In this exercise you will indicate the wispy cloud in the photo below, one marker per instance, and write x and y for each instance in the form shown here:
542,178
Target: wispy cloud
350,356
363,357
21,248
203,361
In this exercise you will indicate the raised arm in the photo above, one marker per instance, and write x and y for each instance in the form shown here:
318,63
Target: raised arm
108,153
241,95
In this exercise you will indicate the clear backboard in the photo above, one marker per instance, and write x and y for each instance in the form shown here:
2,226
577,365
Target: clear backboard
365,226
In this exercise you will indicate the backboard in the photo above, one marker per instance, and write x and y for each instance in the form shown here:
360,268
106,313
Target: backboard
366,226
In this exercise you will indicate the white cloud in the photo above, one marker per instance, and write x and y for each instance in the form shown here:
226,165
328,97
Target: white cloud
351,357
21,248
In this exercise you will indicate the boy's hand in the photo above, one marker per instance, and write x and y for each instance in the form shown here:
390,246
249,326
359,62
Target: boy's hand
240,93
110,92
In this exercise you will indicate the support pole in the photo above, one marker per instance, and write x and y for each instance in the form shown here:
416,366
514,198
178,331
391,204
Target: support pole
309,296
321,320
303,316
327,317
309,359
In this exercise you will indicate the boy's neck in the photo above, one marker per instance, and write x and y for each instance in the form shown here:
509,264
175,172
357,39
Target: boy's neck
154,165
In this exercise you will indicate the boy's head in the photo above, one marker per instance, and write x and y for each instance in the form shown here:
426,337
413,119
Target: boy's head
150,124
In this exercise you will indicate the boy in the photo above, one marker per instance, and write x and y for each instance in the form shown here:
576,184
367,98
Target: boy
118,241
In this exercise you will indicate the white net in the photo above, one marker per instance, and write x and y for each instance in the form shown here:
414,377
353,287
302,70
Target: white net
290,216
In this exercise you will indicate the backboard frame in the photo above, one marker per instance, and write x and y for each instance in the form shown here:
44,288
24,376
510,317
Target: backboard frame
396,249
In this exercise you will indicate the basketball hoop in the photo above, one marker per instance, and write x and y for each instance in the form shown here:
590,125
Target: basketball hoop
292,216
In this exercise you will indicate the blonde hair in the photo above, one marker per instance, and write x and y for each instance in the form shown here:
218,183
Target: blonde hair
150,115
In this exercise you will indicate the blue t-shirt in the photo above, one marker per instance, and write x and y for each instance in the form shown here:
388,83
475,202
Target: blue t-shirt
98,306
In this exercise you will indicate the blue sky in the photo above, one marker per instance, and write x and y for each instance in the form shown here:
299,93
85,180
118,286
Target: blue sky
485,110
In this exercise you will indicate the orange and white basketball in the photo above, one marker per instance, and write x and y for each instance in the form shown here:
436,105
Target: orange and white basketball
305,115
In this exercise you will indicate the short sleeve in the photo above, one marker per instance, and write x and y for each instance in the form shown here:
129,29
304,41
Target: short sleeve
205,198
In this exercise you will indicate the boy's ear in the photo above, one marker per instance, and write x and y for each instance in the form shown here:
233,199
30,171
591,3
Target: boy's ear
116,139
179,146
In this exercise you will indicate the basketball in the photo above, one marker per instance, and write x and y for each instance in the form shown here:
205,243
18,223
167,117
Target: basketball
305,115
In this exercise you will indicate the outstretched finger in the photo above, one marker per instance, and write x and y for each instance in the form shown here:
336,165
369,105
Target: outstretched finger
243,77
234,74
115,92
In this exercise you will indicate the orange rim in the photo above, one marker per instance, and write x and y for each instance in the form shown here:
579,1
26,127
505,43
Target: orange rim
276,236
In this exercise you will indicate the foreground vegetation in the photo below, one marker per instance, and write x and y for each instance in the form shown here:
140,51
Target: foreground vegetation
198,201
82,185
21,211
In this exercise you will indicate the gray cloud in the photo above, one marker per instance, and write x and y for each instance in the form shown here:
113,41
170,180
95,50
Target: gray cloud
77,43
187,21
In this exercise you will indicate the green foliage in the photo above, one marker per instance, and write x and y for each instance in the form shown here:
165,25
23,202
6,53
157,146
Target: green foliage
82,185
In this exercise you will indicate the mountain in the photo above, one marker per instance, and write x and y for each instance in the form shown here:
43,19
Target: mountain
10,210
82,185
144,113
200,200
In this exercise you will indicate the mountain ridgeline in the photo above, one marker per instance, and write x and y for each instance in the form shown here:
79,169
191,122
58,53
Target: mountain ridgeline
----
## REQUIREMENTS
From the data above, extract every line in its exact form.

## ANSWER IN FULL
In this exercise you will indicate the wispy cloud in the photo below, one marker per instance, and write x and y for each instance in the form shown here:
542,178
Target: wispy cloud
350,356
363,357
21,248
203,361
In this exercise you will indicate the raised arm in the photo above, one marker per instance, and write x and y for each instance in the form shown here:
318,63
Target: raised arm
108,153
241,95
In this exercise you will indicate the clear backboard in the photo above, one marker per instance, and write x and y for each instance in the form shown here:
2,226
577,365
Target: clear backboard
365,226
In this exercise you will indicate the backboard in the photo above, one marker per instance, and write x and y for each instance in the form shown here:
360,268
106,313
Target: backboard
366,226
In this exercise you will indicate the white cloud in the photo above, one marker per instance, and write x and y for each instance in the form shown here:
226,165
328,97
Target: white cloud
351,357
21,248
In this exercise you will indicate the boy's hand in the photo above, one marker per instance, and write x and y for each instance in the form shown here:
390,246
249,326
359,62
Target: boy's hand
240,93
110,92
In this exercise you will indicate the support pole in the photo above, one marker per instance, and write x and y for each instance in the form shown here:
416,366
514,198
178,331
391,204
Target: support pole
309,296
321,320
303,316
327,317
309,359
In this exercise you will indicate the boy's neck in the photo above, one marker per instance, and write x and y for each instance in the form shown here:
509,264
175,172
357,39
Target: boy's neck
154,165
In this exercise you will indicate the boy's head in the photo above, one marker per instance, and write x and y for each instance in the form shown here:
426,337
413,119
Target: boy's head
150,124
In this exercise you will indicate the boy in the photo above, one marker per instance, and write x and y for each instance in the form shown here:
576,184
367,98
Target: boy
118,241
In this exercise you will indicate the white net in the photo above, one marker per instance, and write x and y for each instance in the form shown here:
414,377
353,287
302,70
Target: white net
290,216
In this exercise you will indicate the backboard frame in the photo above, one marker per instance, and write x and y for each instance in the form shown here:
44,288
24,376
510,317
Target: backboard frame
396,249
In this exercise you will indicate the basketball hoop in the photo above, one marker per instance, and write x and y for each instance in the form shown here:
590,125
Target: basketball hoop
292,216
In this exercise you will indicate the blonde hair in the photo above, one marker per instance, and write x and y for each instance in the form shown here:
218,183
Target: blonde hair
150,115
In this exercise you will indicate the blue t-shirt in the photo above, one marker per instance, and write x and y for each instance in the form shown here:
388,83
475,202
Target: blue t-shirt
98,306
In this exercise you will indicate the blue sky in the photo above, one marker per instance, and write x and y for each instance in the form shown here:
299,93
85,180
118,286
Target: blue sky
485,110
In this exercise you will indicate the orange and white basketball in the photo above, one marker per instance, and write x and y for each instance in the form shown here:
436,105
Target: orange and white basketball
305,115
In this exercise you will indicate the short sleeve in the photo above, one marker per instance, and write x and y for each instance in the form shown here:
129,29
304,41
Target: short sleeve
205,198
In this exercise you will indicate the boy's ear in the photo above, one marker per instance, and write x and y for each instance in the form shown here:
233,199
30,171
591,3
Target: boy's ear
116,139
179,146
In this exercise you will indicate the basketball in the photo above, one marker per instance, and write x and y for each instance in the form shown here:
205,243
18,223
167,117
Target: basketball
305,115
In this exercise you will indicate the outstretched finger in the photo above, one marker per instance, and write x and y for each instance in the form shown here:
336,165
369,105
Target: outstretched finger
243,77
234,74
115,92
In this exercise you will indicate the orange rim in the photo above, one marker per instance, and write x and y for each instance in the form shown here:
579,1
26,127
505,43
Target: orange rim
276,236
In this exercise you will indicate the foreground vegetation in the photo below, one marker per instance, and write x and y for each instance in the form shown here:
140,51
Target: foreground vegetation
198,201
82,185
21,211
In this exercise you will indicate the gray cloud in the photo above, one marker per instance, and write x and y for each instance in the form shown here:
113,41
170,180
95,50
Target: gray cloud
77,43
187,21
In this exercise you will indicate the green foliage in the photo above, one marker per instance, and write x and y for each instance in the form shown here:
165,25
23,202
6,53
157,146
Target: green foliage
82,185
In this exercise you will indicate the mountain in the photo above, one marker per instance, and write x and y for each instance in the form shown here:
43,19
Target: mountain
10,210
82,185
144,113
200,200
In this exercise you will indicate the mountain ridgeline in the photo above, one marker per instance, and write x and y for each instance in the form shown here:
79,169
191,122
58,53
Target: mountain ridgeline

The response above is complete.